Coordinate annotation entries
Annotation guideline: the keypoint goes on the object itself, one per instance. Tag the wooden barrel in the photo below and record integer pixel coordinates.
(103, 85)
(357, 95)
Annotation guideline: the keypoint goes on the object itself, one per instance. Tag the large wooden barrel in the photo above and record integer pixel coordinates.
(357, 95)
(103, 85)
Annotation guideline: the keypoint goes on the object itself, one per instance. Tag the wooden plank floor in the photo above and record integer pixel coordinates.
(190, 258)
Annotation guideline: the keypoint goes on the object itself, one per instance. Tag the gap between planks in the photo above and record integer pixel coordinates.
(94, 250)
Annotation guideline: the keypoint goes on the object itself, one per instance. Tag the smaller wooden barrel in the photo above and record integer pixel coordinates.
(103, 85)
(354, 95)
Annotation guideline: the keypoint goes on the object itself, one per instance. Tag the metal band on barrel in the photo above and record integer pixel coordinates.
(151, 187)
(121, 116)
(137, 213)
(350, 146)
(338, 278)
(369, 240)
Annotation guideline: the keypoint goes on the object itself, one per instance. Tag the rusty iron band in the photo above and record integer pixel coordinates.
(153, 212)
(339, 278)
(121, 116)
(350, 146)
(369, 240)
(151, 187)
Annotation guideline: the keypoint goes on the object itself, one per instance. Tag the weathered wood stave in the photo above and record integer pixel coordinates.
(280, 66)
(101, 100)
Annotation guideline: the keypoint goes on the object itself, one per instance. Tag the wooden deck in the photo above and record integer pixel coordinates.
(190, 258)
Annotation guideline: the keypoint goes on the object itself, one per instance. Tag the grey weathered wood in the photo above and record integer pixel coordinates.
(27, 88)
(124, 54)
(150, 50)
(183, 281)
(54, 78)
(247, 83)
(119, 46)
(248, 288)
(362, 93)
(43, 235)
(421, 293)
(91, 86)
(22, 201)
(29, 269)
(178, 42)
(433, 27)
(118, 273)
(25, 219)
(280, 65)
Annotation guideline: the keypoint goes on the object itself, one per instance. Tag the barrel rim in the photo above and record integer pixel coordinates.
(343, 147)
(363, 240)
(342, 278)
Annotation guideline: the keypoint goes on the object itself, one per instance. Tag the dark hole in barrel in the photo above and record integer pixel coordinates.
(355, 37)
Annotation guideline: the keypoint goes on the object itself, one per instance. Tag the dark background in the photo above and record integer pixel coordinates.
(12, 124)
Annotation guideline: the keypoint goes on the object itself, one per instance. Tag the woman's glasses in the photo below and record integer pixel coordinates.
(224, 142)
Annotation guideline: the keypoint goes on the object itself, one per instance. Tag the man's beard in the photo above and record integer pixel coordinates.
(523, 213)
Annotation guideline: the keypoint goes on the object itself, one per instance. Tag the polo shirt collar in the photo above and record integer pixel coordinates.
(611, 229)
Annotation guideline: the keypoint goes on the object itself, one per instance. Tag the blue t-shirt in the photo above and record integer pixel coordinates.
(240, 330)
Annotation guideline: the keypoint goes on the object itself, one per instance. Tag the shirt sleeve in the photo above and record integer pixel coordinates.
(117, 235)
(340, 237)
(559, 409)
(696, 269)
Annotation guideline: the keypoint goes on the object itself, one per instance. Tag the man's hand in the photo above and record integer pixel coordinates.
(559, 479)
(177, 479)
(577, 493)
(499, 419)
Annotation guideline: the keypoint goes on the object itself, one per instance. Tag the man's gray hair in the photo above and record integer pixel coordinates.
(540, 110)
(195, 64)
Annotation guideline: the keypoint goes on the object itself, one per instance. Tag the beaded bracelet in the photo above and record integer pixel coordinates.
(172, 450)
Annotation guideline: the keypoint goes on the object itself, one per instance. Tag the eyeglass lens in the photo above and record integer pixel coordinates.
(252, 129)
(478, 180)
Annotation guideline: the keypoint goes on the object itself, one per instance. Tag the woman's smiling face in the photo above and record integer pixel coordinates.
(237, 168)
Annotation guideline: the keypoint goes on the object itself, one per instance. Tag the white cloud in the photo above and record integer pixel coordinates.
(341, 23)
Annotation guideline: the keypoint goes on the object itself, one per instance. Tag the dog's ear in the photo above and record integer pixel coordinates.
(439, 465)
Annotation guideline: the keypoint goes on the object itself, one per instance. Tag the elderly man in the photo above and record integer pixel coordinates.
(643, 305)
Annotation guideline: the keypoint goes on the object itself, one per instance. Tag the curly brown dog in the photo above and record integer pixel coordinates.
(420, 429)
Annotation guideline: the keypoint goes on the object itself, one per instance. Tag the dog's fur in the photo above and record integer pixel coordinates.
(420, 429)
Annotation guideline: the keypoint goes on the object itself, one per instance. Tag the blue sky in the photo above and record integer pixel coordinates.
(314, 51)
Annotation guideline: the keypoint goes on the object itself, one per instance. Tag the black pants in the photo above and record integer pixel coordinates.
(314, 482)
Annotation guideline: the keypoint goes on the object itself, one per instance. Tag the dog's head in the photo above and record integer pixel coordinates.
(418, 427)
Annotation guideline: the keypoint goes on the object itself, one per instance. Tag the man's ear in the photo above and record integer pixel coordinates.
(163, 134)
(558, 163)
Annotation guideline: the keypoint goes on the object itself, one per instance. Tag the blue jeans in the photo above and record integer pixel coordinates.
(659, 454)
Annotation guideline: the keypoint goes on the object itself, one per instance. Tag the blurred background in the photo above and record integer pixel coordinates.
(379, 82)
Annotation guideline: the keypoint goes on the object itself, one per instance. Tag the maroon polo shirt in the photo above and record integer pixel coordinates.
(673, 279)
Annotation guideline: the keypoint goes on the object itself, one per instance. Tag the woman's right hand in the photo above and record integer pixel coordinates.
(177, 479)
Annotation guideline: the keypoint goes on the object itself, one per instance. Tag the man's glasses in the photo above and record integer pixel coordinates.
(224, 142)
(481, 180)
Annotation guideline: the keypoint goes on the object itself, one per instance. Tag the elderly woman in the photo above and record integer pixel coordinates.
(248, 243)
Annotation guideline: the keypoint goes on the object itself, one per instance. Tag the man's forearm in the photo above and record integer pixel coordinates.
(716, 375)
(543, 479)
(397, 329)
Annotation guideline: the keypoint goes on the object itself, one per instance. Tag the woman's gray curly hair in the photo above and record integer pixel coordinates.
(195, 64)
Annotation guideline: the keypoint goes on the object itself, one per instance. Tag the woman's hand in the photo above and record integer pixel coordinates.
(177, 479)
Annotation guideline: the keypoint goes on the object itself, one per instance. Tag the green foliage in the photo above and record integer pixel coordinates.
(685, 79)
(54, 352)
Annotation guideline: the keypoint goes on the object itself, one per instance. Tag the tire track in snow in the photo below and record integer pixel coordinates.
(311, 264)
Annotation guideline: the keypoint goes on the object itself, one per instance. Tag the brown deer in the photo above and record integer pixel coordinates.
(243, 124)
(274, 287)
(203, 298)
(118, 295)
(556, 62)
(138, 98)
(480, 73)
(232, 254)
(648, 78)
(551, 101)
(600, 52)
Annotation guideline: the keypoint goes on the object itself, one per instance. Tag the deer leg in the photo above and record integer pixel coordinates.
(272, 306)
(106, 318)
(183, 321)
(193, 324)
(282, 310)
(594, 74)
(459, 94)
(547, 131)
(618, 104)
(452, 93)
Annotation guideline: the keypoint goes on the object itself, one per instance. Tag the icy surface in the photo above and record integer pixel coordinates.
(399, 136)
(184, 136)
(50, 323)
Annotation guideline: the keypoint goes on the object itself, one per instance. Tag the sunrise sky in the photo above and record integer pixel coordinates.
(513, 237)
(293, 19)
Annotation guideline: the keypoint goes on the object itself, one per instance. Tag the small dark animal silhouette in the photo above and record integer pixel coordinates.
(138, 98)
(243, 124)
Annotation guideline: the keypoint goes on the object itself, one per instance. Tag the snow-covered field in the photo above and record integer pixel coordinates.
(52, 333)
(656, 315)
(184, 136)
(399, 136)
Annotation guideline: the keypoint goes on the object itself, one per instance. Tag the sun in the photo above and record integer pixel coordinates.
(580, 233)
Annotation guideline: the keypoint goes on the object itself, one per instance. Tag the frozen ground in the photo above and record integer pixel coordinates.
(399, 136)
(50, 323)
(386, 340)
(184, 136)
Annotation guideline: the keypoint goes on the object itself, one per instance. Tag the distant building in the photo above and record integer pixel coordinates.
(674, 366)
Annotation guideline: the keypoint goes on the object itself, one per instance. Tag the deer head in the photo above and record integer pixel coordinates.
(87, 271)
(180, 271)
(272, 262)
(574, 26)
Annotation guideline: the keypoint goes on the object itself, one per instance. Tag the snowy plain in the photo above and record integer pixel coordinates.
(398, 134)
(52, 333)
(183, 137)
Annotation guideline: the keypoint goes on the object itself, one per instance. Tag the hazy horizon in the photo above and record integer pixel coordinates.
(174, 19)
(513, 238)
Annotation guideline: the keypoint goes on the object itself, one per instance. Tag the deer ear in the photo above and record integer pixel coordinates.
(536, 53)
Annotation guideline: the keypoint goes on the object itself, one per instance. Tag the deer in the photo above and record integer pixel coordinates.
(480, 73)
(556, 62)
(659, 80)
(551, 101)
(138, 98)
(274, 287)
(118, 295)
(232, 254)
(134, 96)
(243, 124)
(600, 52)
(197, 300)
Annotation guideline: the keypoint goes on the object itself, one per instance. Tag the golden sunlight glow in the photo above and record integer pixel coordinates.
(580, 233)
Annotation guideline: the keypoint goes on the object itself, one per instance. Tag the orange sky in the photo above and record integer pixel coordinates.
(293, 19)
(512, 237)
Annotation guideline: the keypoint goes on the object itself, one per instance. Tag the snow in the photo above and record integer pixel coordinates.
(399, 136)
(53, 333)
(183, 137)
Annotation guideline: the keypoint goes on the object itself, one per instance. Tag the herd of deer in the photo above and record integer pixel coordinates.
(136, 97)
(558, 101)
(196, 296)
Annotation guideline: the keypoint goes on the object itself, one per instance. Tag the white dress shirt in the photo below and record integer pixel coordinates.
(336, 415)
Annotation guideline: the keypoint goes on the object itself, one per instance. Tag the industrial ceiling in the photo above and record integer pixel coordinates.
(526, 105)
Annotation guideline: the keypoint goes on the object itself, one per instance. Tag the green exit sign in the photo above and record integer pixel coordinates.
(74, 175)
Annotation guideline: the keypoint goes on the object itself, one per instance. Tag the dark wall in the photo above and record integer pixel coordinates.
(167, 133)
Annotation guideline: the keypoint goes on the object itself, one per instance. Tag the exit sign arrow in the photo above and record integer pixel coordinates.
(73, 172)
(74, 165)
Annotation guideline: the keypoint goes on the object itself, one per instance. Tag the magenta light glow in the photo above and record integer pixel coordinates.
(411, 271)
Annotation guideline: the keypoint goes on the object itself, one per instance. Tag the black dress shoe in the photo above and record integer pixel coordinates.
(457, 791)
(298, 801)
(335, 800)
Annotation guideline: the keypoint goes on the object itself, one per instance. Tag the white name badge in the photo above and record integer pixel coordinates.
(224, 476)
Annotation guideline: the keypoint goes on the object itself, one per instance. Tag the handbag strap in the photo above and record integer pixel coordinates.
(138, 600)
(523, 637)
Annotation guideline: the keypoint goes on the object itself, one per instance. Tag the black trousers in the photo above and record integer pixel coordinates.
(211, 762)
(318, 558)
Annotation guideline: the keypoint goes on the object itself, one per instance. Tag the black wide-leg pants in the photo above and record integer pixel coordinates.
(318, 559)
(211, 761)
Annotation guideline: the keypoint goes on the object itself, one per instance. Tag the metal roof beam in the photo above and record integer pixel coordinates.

> **WHAT TO DO**: Beginning at the line containing "the white dress", repeat each line exactly through the last line of the entries, and include no other lines.

> **THE RESPONSE**:
Annotation guideline: the keypoint goes on the object itself, one per instance. Tag the white dress shirt in the photo below and record integer pixel coordinates.
(336, 415)
Annotation guideline: the keypoint goes on the object itself, one per instance. Tag the industrial ceiling in the photo above and record integer pixel coordinates.
(526, 105)
Annotation guideline: the keypoint goes on the object itself, one per instance. Tag the green exit sign in the photo above and record integer pixel coordinates.
(74, 175)
Annotation guideline: the keypoint goes on the object itself, one per instance. Tag the dark wall in the photo above and record integer pixel coordinates.
(167, 133)
Annotation guideline: the keypoint goes on the object itself, one per instance. Tag the exit sign arrow in the photo above and record integer pixel coordinates.
(73, 172)
(74, 165)
Annotation guideline: the keypoint goes on the object itself, one per instance. Tag the magenta light glow in the photo above and record integer pixel coordinates.
(411, 271)
Annotation guideline: the keypoint goes on the object itself, one per instance. Tag the black dress shoe in the photo above and record integer pixel coordinates.
(457, 791)
(298, 801)
(335, 800)
Annotation guideline: the keypoint goes on the object itself, one per instance. Tag the white name badge in the photo above and record integer pixel coordinates.
(224, 476)
Annotation guideline: the keypoint goes on the object itself, one per instance. Tag the handbag strap in the photo above and record integer pixel coordinates.
(138, 600)
(523, 637)
Annotation guideline: the keypoint goes on the object itself, one per instance. Tag the black trousers in the photo above and record integer pixel coordinates.
(211, 762)
(318, 558)
Annotation guideline: the keypoint goes on the object itself, one per instance. Tag the black wide-leg pants in the photo above and record integer pixel coordinates.
(318, 559)
(211, 761)
Annotation guideline: the keypoint goes on the object itself, one per instance. Tag the metal roof beam in the photo above and record integer pixel coordinates.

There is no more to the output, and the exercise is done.